§ **ABOUT THIS TASK**
The lines to repeat are those below from the one containing "Prompted segmentation: segment" down to the one containing "box: [645, 128, 765, 355]", both included; reproduce them exactly and nothing else.

── INPUT MATERIAL ──

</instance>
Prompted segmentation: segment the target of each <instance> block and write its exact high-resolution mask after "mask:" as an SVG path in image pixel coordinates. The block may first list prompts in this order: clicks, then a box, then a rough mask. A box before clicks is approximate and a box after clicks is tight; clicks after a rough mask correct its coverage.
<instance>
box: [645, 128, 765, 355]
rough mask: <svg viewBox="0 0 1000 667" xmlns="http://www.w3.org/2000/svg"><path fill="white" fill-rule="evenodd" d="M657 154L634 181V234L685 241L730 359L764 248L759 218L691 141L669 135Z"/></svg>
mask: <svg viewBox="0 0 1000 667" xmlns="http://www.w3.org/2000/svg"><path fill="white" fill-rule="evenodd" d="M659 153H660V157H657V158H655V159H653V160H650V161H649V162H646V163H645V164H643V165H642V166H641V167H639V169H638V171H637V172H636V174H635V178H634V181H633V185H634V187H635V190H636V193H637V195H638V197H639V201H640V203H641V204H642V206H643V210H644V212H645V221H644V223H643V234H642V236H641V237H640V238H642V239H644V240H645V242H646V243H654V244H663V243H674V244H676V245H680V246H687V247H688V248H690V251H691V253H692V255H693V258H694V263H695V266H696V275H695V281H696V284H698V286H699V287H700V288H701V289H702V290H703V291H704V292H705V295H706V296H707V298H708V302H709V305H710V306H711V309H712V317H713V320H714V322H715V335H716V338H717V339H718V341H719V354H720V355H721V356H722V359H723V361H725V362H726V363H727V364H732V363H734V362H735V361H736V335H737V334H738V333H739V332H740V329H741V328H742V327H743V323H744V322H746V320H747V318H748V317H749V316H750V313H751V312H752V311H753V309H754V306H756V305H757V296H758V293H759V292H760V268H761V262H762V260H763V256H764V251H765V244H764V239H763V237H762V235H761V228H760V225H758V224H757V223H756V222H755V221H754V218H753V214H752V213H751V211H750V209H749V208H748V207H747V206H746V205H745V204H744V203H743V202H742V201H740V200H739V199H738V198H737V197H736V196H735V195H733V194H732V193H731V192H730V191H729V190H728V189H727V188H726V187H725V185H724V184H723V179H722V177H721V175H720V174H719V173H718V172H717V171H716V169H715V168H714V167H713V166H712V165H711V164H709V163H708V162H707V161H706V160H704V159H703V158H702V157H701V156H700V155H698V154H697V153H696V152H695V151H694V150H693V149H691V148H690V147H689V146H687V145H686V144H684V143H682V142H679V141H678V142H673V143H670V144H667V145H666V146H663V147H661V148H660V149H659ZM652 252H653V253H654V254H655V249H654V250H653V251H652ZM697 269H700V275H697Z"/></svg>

───
── INPUT MATERIAL ──

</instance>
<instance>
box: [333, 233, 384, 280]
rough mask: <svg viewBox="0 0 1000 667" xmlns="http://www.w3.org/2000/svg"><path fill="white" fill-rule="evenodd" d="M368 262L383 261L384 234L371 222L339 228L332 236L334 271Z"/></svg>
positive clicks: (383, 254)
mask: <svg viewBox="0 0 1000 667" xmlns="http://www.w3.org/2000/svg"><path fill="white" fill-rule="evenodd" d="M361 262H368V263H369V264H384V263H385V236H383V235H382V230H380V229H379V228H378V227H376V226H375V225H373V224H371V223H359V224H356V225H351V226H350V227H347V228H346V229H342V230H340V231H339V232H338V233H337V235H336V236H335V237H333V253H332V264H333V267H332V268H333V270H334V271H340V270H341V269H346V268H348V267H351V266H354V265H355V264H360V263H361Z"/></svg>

───

§ **ANSWER SPACE**
Prompted segmentation: segment the target of each <instance> block and write its exact high-resolution mask after "mask:" as an SVG path in image pixel coordinates. The block may first list prompts in this order: clicks, then a box, then a rough mask. A box before clicks is approximate and a box after clicks is tight; clicks after a rough mask correct its coverage.
<instance>
box: [645, 128, 765, 355]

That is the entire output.